TASK PROMPT: Write out every line of the records below as a numbered list, skipping blank lines and leaving out the pictures.

GIVEN ENTRIES:
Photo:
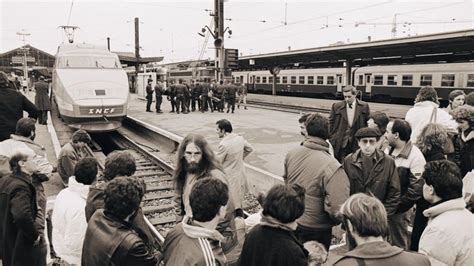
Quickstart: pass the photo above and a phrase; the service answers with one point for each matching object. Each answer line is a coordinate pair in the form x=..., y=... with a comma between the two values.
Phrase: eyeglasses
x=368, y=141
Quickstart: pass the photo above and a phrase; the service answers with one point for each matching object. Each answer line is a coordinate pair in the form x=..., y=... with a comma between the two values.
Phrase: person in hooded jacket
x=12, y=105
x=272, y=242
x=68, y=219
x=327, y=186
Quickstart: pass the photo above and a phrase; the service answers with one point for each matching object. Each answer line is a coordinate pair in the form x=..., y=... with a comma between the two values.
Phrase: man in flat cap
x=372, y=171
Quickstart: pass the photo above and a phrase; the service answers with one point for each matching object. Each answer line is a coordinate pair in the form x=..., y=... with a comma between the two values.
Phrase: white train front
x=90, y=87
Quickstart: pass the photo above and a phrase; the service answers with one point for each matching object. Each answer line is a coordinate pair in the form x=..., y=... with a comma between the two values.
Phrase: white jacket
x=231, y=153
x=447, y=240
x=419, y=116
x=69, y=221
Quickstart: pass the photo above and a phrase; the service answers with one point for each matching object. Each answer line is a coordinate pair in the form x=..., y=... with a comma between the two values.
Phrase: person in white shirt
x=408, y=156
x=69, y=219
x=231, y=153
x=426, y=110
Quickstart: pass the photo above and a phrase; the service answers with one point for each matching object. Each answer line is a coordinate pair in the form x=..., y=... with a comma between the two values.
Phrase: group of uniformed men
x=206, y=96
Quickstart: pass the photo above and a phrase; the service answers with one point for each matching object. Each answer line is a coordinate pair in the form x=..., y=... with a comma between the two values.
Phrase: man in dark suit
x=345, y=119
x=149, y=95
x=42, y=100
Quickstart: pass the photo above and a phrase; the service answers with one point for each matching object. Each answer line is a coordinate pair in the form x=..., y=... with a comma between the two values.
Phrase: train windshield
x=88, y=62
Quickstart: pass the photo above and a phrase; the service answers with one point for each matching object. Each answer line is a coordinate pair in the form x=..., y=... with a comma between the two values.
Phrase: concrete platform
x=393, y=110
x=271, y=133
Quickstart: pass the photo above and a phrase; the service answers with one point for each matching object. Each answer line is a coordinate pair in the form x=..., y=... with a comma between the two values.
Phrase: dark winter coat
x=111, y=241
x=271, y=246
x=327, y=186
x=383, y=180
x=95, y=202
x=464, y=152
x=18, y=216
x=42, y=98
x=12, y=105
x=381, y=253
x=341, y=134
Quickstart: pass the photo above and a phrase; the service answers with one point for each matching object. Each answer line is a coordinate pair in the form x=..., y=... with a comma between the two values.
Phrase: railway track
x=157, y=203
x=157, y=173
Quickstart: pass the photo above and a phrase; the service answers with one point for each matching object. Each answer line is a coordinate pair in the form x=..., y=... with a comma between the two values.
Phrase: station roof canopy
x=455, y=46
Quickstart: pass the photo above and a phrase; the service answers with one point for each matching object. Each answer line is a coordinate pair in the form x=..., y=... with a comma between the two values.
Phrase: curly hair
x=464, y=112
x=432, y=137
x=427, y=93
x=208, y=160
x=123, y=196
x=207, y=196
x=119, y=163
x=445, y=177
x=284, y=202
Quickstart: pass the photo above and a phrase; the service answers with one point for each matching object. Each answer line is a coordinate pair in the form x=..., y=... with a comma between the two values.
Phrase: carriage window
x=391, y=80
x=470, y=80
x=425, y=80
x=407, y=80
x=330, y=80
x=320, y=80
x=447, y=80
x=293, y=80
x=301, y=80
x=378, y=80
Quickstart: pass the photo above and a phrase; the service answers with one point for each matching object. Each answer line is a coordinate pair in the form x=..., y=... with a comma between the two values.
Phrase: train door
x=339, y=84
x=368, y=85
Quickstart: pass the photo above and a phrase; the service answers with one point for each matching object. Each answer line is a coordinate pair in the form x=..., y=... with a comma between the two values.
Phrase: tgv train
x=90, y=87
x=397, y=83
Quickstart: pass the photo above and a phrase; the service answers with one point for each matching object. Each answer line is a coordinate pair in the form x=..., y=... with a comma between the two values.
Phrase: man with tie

ANSWER TO THIS PROBLEM:
1. Photo:
2. Quickstart: pass the photo above and a phrase; the service answers with one point for each matching object. Each answer line is a coordinate pair in the form x=..., y=... with a comma between the two values.
3. Phrase: eyeglasses
4. x=368, y=141
5. Quickstart: pass the photo above and a phrase; the service answers with one point for each matching object. Each answer line is a coordinate pair in the form x=..., y=... with a comma between the two values.
6. Phrase: person in hooded jacket
7. x=12, y=105
8. x=272, y=242
9. x=68, y=219
10. x=327, y=186
11. Quickstart: pass the photo above and a phrase; the service answers with one point for each matching object. Each answer line is a coordinate pair in the form x=..., y=... with a comma between the two values.
12. Phrase: man in flat cap
13. x=372, y=171
14. Quickstart: pass the photo above and a phrase; the service answers with one point for each matching object. Each answer line is a coordinate pair in the form x=..., y=... with a comma between the two values.
15. Phrase: white train front
16. x=90, y=87
17. Quickstart: pass the photo above and a phrase; the service answers with one point for each matching object. Each answer line is a coordinate pair in the form x=..., y=... with a comma between the two values.
18. Phrase: white jacket
19. x=231, y=153
20. x=447, y=240
21. x=419, y=116
22. x=69, y=221
23. Quickstart: pass the photo above and a phrase; the service answers with one point for each matching object. Each answer line is a coordinate pair in the form x=..., y=... with a comma between the two values.
24. Phrase: person in white shirt
25. x=408, y=156
26. x=69, y=219
27. x=231, y=153
28. x=426, y=110
29. Quickstart: pass the photo above and a phrase; the service answers with one point for each matching object. Each answer line is a coordinate pair in the form x=..., y=... with a comma between the two values.
30. Phrase: group of uniformed men
31. x=206, y=96
32. Quickstart: pass the photo above and a phrase; the service answers with one point for each matching object. Each answer line is a coordinate pair in the form x=..., y=... with a comma between the two values.
33. Phrase: man in dark suit
34. x=345, y=119
35. x=149, y=95
36. x=42, y=100
37. Quickstart: pass the photo above and a phrase; the service answers with one point for each matching object. Each answer line is a coordinate pair in the form x=..., y=... with a comma between the two values.
38. Phrase: train windshield
39. x=88, y=62
40. Quickstart: pass the photo above and a phrase; the service answers with one point for each matching object. Each answer line is a coordinate pair in the form x=..., y=... with a comma between the two values.
41. Phrase: concrete platform
42. x=393, y=110
43. x=271, y=133
44. Quickstart: pass the photo above and a phrase; the service answers with one point for each matching object. Each answer line is a coordinate pair in the form x=..., y=... with a comma between the two values.
45. Phrase: dark winter coat
46. x=111, y=241
47. x=271, y=246
48. x=327, y=186
49. x=383, y=180
50. x=95, y=202
51. x=464, y=152
52. x=18, y=216
53. x=42, y=98
54. x=12, y=105
55. x=381, y=253
56. x=341, y=134
57. Quickstart: pass the photo above and a phrase; the service answers with one point for each matching object. Each answer line is a coordinate pair in the form x=..., y=... with a comma between the two values.
58. Phrase: railway track
59. x=157, y=203
60. x=157, y=173
61. Quickstart: pass the photo above and a phrase; the service answers with one point for each matching object. Each answer line is a coordinate pair in the form x=..., y=... with a comma between the two values.
62. Phrase: station roof canopy
63. x=455, y=46
64. Quickstart: pass the photo above and a phrase; the service answers with one point for each matching object. Each answer line is a coordinate pair in the form x=..., y=... with a comma between the two values.
65. Phrase: curly hair
66. x=464, y=112
67. x=432, y=137
68. x=427, y=93
69. x=208, y=160
70. x=123, y=196
71. x=207, y=196
72. x=119, y=163
73. x=445, y=177
74. x=284, y=202
75. Quickstart: pass the photo above and a phrase; the service answers with one point for each matching object. Each answer line is a coordinate pair in the form x=..., y=... with a comma between the two values.
76. Phrase: carriage window
77. x=391, y=80
78. x=470, y=80
79. x=425, y=80
80. x=407, y=80
81. x=330, y=80
82. x=320, y=80
83. x=447, y=80
84. x=293, y=80
85. x=301, y=80
86. x=378, y=80
87. Quickstart: pass the photo above and a phrase; the service answers with one point for each matching object. Each answer line is a coordinate pair in the form x=..., y=... with a comma between the two values.
88. Phrase: train door
89. x=339, y=84
90. x=368, y=85
91. Quickstart: pass the photo above and a phrase; the service answers with one point for each matching object. Each answer line is a coordinate pair in the form x=..., y=... with a comma between the two values.
92. Phrase: tgv train
93. x=90, y=87
94. x=397, y=83
95. Quickstart: pass the photo above and a phrase; the service answers with one point for each matching object. Each answer line is a coordinate pair in the form x=..., y=... with a comma between the two values.
96. Phrase: man with tie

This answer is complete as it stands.